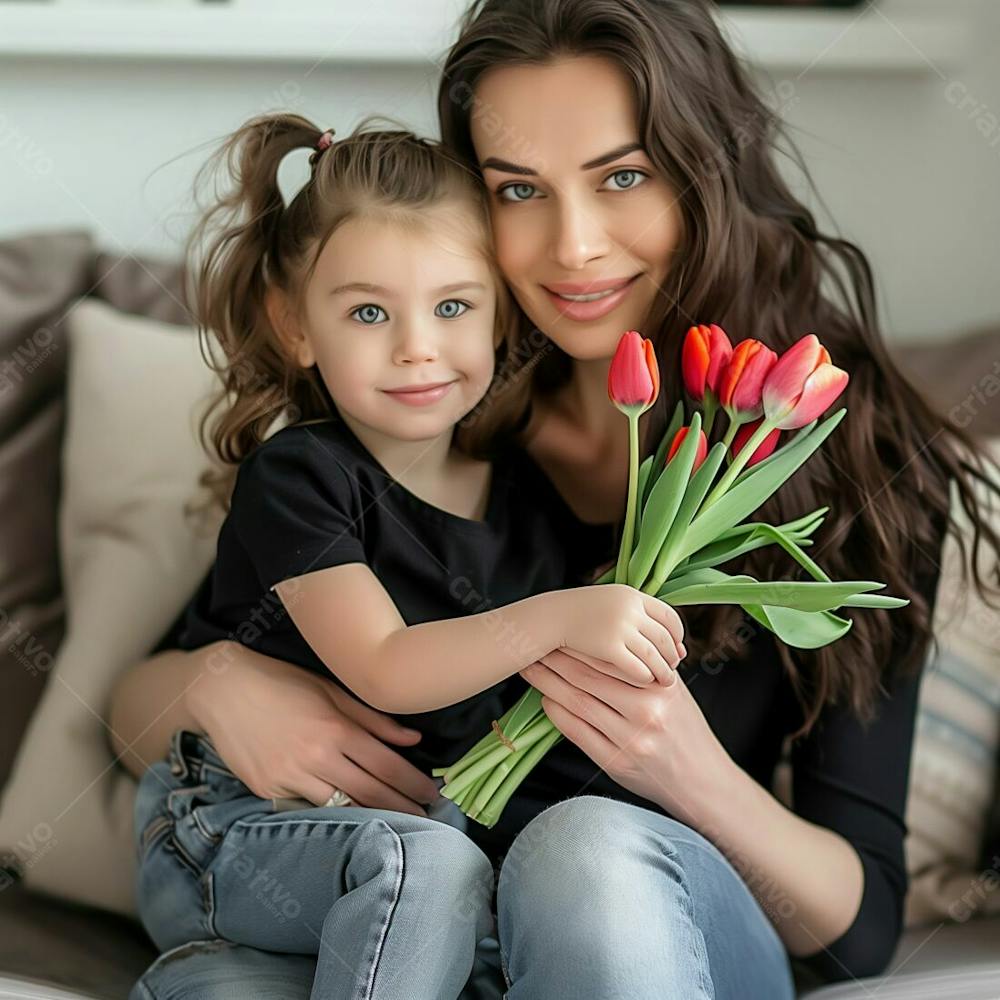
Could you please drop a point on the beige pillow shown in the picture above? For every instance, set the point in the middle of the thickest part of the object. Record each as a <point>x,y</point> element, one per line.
<point>130,561</point>
<point>953,768</point>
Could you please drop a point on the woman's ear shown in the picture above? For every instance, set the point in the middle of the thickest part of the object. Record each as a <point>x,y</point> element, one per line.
<point>287,327</point>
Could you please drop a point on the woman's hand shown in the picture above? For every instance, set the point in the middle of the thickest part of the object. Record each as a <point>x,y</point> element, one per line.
<point>653,740</point>
<point>289,733</point>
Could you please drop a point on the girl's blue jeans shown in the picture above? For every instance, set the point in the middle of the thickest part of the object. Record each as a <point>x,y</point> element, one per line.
<point>595,898</point>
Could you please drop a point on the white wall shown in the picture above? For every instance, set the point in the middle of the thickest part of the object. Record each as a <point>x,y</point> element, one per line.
<point>907,172</point>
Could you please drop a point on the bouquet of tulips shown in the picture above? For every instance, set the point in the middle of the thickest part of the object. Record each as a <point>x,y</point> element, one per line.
<point>685,516</point>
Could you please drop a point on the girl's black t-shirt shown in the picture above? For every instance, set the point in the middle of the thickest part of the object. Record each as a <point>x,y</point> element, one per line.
<point>312,496</point>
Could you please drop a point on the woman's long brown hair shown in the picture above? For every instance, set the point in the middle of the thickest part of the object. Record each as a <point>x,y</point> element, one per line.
<point>753,261</point>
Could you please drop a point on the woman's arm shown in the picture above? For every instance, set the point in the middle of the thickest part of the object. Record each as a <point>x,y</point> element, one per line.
<point>352,624</point>
<point>149,702</point>
<point>285,732</point>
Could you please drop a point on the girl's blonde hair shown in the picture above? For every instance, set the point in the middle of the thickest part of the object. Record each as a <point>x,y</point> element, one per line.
<point>248,241</point>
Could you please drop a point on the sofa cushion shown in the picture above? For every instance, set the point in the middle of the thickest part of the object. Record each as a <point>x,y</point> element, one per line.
<point>41,276</point>
<point>131,559</point>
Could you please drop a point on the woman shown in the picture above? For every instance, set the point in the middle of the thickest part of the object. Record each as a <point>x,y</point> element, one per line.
<point>627,154</point>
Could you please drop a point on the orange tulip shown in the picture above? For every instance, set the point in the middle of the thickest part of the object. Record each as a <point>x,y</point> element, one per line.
<point>742,381</point>
<point>801,385</point>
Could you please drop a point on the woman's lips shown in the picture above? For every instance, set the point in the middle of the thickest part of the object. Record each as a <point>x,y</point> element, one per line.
<point>596,308</point>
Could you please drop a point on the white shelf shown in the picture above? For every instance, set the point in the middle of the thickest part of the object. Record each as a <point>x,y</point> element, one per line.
<point>404,31</point>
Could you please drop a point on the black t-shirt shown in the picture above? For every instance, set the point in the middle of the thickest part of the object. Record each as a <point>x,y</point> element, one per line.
<point>312,496</point>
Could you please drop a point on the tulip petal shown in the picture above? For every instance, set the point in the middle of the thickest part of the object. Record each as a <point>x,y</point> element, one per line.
<point>695,361</point>
<point>629,380</point>
<point>763,450</point>
<point>784,382</point>
<point>720,350</point>
<point>821,388</point>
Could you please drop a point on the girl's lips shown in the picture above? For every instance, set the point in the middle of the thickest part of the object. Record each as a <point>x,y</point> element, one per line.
<point>424,397</point>
<point>588,311</point>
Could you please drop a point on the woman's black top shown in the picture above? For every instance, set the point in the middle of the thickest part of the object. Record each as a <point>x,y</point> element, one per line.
<point>847,777</point>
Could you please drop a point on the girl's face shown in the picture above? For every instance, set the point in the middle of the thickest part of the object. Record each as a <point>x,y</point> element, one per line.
<point>388,310</point>
<point>577,205</point>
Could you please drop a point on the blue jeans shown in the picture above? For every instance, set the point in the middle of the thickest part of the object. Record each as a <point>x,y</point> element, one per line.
<point>595,898</point>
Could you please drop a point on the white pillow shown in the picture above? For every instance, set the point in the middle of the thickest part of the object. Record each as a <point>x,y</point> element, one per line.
<point>130,561</point>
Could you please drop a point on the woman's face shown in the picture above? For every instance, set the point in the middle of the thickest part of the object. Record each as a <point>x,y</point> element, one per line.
<point>577,205</point>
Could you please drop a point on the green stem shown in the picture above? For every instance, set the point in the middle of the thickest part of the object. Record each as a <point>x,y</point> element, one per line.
<point>734,425</point>
<point>738,464</point>
<point>711,405</point>
<point>625,553</point>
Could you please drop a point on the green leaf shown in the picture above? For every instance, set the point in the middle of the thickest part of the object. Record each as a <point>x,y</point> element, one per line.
<point>799,434</point>
<point>660,457</point>
<point>801,595</point>
<point>697,489</point>
<point>746,497</point>
<point>800,629</point>
<point>664,501</point>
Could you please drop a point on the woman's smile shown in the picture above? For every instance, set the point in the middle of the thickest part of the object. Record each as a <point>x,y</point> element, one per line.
<point>597,302</point>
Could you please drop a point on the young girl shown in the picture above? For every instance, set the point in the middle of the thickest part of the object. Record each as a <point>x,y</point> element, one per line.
<point>360,543</point>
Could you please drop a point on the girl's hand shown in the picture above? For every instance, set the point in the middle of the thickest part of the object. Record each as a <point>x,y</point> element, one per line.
<point>288,733</point>
<point>626,634</point>
<point>652,740</point>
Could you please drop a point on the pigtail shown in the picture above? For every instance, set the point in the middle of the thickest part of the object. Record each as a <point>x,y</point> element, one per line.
<point>238,248</point>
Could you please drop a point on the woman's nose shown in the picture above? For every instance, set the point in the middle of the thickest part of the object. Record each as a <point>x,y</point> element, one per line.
<point>579,235</point>
<point>415,344</point>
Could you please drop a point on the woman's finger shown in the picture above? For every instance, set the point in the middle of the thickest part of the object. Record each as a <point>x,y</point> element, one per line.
<point>664,641</point>
<point>650,656</point>
<point>367,790</point>
<point>667,616</point>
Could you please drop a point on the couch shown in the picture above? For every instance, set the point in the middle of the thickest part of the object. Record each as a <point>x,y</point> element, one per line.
<point>89,946</point>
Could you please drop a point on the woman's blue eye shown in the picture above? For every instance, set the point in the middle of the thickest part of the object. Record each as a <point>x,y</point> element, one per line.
<point>368,314</point>
<point>516,187</point>
<point>449,313</point>
<point>629,174</point>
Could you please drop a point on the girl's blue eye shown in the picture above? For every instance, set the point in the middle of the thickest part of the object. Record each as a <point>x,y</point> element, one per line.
<point>629,174</point>
<point>449,313</point>
<point>368,314</point>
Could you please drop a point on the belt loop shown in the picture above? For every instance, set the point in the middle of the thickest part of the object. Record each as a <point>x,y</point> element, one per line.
<point>178,759</point>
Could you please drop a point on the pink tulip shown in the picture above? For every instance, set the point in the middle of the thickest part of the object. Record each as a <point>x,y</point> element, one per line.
<point>765,448</point>
<point>701,452</point>
<point>705,353</point>
<point>634,376</point>
<point>742,381</point>
<point>801,385</point>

(EXERCISE TASK)
Copy every one of the records above word for word, with the same line breaks and the point values unchanged. Leave the pictures out of your copy.

(EXERCISE RESPONSE)
Could you please drop a point on the beige pillow shown in the picture above? For every instance, set the point in the middle of the thickest part of the object. Record each as a <point>x,y</point> element, one per line.
<point>130,561</point>
<point>953,768</point>
Could you please drop a point on the woman's ear shown in the picture above? For every instance, set the point in the middle of the thickest part of the object. Record each as a <point>x,y</point> element, one per line.
<point>287,327</point>
Could you please drop a point on the woman's hand shown in the picture above? For every instance, set the point in the middle of the thickest part of the object. Record each as a <point>x,y</point> element, one per line.
<point>653,740</point>
<point>289,733</point>
Could you please drop a point on the girl's blue jeans shown in the picture above? For every instance, set the point in the middle of the thickest part of the object. Record each as a <point>x,y</point> element, one per line.
<point>595,898</point>
Could you please drop a point on the white wall shown in the picture above? For every instance, set the point in the middle of the thickest part of the object. Record each as a <point>x,y</point> element, one per line.
<point>907,172</point>
Could you please drop a point on the bouquet of tulips shown in the picture above? For every instance, set the point in the middle of the thickest part of the object. Record each as a <point>x,y</point> element, one per line.
<point>685,516</point>
Could you please drop a point on the girl's black t-shirt shown in the picture above? For every instance, set the point in the middle of the thickest part of the object. Record each as a <point>x,y</point> element, one per line.
<point>312,496</point>
Could you please drop a point on the woman's long brown hair shown in the picture above? For every instance, set the point in the middle of the thickest part of the object. Record each as a <point>x,y</point> element, one per line.
<point>753,261</point>
Could you please drop a point on the woman's arm shown in the picture above? For every instance, set the point in the middle of the thickest part of the object. Record each as a <point>x,y</point> element, one per line.
<point>352,624</point>
<point>149,702</point>
<point>285,732</point>
Could you please drop a point on the girl's blonde hair shown in the picture above? For every instance, set the point in the middle of the thickest part of the object. Record each as a <point>x,y</point> element, one per line.
<point>248,241</point>
Could you please drop a point on the sofa cushion shown in the picture above? For every instance, set the point in the middle of the thickest part of the object. Record each as a <point>x,y</point> element, one per line.
<point>41,276</point>
<point>131,559</point>
Could you please drop a point on the woman shown in the picture above? For every instance, set the point in the middle of the thickest part of the object. Record each as a <point>x,y</point> element, one per line.
<point>627,154</point>
Could you please drop a point on the orange tulip shown in the picture above? For every instance, set the point in the middle of the thickest part of the object. Record each as a <point>x,y</point> element, one per line.
<point>742,381</point>
<point>801,385</point>
Could you please drop a point on the woman's lips shown in the picture above? For every instance, set the point in the middle of the thickest part of the object. Record each as a <point>x,y</point> element, one per line.
<point>596,308</point>
Could you please drop a point on the white shelf shown in the picture above? For every instance, set the point in the middle of the thickest part of the object. Record each as a <point>x,y</point> element, one per line.
<point>404,31</point>
Could you please drop a point on the black t-shirt shown in the picture above? For every instance, set the point in the middle of the thickest part of the object. Record each as a <point>x,y</point> element, one per line.
<point>312,496</point>
Could you please drop a point on the tulip petal shown in the picture above? For every instance, set the point in the middle of the thickest part of the object. Record each as a <point>x,y</point> element, one per line.
<point>695,361</point>
<point>629,380</point>
<point>763,450</point>
<point>784,382</point>
<point>720,350</point>
<point>821,388</point>
Could you please drop a point on the girl's lips shown in the picture above? For every instance, set the point in the middle of the thickest part of the object. Record each as a <point>x,y</point> element, one per line.
<point>424,397</point>
<point>588,311</point>
Could you please drop a point on the woman's black top shown in the picture above? For every instance, set the point in the middle of the thickest part of the object. Record each as a <point>x,y</point> element, one per line.
<point>847,777</point>
Could you please drop a point on the girl's face shown in the picture above? For every instance, set the point in the middle of the thickest part of the object. Record each as a <point>x,y</point> element, one per line.
<point>388,310</point>
<point>577,205</point>
Could you please drop a point on the blue jeans shown in the picture above? For every instance, set the point in the middle of the thickest part of the object. Record each as a <point>x,y</point> element, one per line.
<point>595,898</point>
Could you please drop a point on the white pillow shown in the picture above? For every instance, set the point in the middle of the thickest part of the object. Record each as a <point>x,y</point> element, one per line.
<point>130,561</point>
Could you please drop a point on the woman's face shown in the picture above? For every instance, set the point in the middle of the thickest part of the object. Record each as a <point>x,y</point> element, one per line.
<point>577,205</point>
Could you please drop a point on the green stem shown in the picture above? For every instance, set the point in the middle of the thickest part of the object. Record each as a <point>x,y</point> element, one per line.
<point>734,425</point>
<point>738,464</point>
<point>711,405</point>
<point>625,553</point>
Could you please drop a point on the green leaf shown in the picture above? For every instance, set the point in the middle of the thickest part of the object. Record each as a <point>x,y</point> element, one per line.
<point>799,434</point>
<point>660,457</point>
<point>801,595</point>
<point>697,489</point>
<point>746,497</point>
<point>800,629</point>
<point>664,501</point>
Could you please drop a point on the woman's smile shown in the picture above? For every instance, set the point in the middle of the thickest part of the object. Record each as a <point>x,y</point> element, one per line.
<point>597,302</point>
Could you please drop a point on the young girl shown in the picture above? For every instance, set the point in the middle of the thickest part of the object. Record each as a <point>x,y</point> element, one per line.
<point>360,543</point>
Could you please drop a point on the girl's hand shown in the picture above? For every instance, set the point in the middle of the thickest part of the object. Record each as a <point>x,y</point> element, one per line.
<point>288,733</point>
<point>626,634</point>
<point>652,740</point>
Could you please drop a point on the pigtail shown in the picture above? For every instance, set the point in the middle of the thickest part of the object. Record each as a <point>x,y</point> element, one per line.
<point>238,248</point>
Could you please drop a point on the woman's nose shown in the picture above? For every instance, set the point in the middle of the thickest part of the object. Record each as a <point>x,y</point> element, one per line.
<point>579,235</point>
<point>415,344</point>
Could you please drop a point on the woman's finger shown in the picture above? For every instance, set the point in the middle of the thickest part of the object. Record each as a <point>x,y</point> element, one per line.
<point>664,641</point>
<point>650,656</point>
<point>367,790</point>
<point>667,616</point>
Could you please drop a point on the couch shown in the picture above? For every instance, set the point in the middle of the thickest part of the object. Record each as a <point>x,y</point> element, one per line.
<point>89,946</point>
Could you please drop a point on the woman's blue eye shown in the picture above? For every instance, set the point in the middle of the thickest part of the object. Record each as a <point>x,y</point> element, one per line.
<point>368,314</point>
<point>516,187</point>
<point>449,313</point>
<point>629,174</point>
Could you please drop a point on the girl's blue eye shown in the picture above? For every instance, set the point in the middle of the thickest part of the object. Record each as a <point>x,y</point> element, one per line.
<point>629,174</point>
<point>449,313</point>
<point>368,314</point>
Could you please drop a point on the belt loop shown in the picture above? For every instance, set the point in the middle of the thickest part of the object. Record each as a <point>x,y</point> element, one per line.
<point>178,759</point>
Could you please drop a point on the pink tulip shown in the picture above? For every instance, set the point in the middle of the thickest part of the object. Record each as a <point>x,y</point> element, one per line.
<point>765,448</point>
<point>701,452</point>
<point>705,353</point>
<point>634,376</point>
<point>742,381</point>
<point>801,385</point>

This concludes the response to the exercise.